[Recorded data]
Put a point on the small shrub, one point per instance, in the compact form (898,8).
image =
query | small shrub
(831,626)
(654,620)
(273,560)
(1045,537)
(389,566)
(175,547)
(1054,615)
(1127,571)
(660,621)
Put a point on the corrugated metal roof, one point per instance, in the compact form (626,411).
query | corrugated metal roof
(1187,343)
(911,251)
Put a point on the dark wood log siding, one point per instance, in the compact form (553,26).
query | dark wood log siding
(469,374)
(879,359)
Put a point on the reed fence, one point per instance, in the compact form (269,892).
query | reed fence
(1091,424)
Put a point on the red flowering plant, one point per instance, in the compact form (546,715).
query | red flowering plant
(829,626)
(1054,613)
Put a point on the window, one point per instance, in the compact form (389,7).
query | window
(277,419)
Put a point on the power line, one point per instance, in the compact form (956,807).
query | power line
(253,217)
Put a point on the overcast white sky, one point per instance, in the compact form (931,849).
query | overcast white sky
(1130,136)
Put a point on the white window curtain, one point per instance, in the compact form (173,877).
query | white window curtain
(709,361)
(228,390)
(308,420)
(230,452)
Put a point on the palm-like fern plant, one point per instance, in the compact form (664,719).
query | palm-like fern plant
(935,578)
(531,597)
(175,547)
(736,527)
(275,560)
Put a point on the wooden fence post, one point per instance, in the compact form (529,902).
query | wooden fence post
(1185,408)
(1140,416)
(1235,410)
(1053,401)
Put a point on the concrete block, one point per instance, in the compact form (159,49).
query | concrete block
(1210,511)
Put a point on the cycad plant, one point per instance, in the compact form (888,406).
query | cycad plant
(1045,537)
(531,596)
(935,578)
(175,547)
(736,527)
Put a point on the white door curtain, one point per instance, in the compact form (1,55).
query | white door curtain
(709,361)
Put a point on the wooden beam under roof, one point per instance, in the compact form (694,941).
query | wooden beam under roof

* **What is being asked**: Reproduce verbatim every line of the material, from the line containing "Put a point on the palm-like" through the final line of the material, both included.

* **Complete output**:
Put a point on the palm-like fern plant, one point per instance, in the compact form (664,719).
query | palm-like fern plant
(935,578)
(531,597)
(175,547)
(736,527)
(275,560)
Put a point on the wooden fence post, one point per instance, in the compact form (529,902).
query | wooden fence post
(1185,408)
(1140,416)
(1235,410)
(1053,401)
Put a point on the concrete block, one point per instance, in the compact form (159,49).
query | concrete block
(1210,511)
Put a point on the cycad plant, one point per instance, in the compact form (888,406).
query | cycad plant
(1045,537)
(531,596)
(935,578)
(175,547)
(736,527)
Put a point on the white door curtain, one point per instance, in the compact form (1,55).
query | white door curtain
(709,361)
Put a point on the wooden beam under roof, one point per instance, in the compact form (694,941).
query | wooden beam under roof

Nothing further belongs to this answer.